Instructions for the task »
Rewrite the lines from the one containing "the grey-brown back?" through the one containing "[425,228,701,470]", inclusive, with "please" in place of "kindly" and nothing else changed. Leave the pictures out of your answer.

Extracted entries »
========================

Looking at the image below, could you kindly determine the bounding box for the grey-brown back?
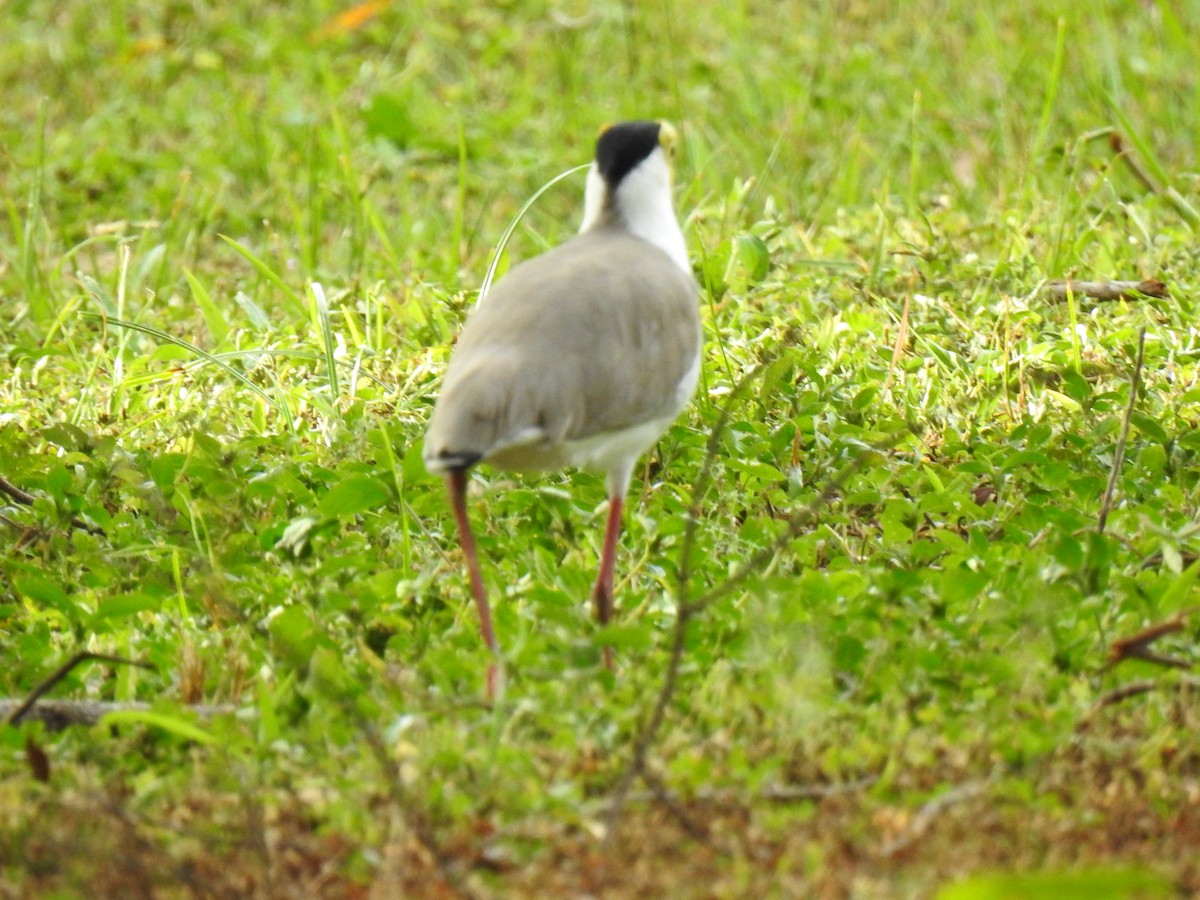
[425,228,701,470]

========================

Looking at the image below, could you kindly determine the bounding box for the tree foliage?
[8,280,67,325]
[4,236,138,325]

========================

Complete output »
Looking at the image below, could you please determine the bounding box for the grey-brown back?
[425,228,701,470]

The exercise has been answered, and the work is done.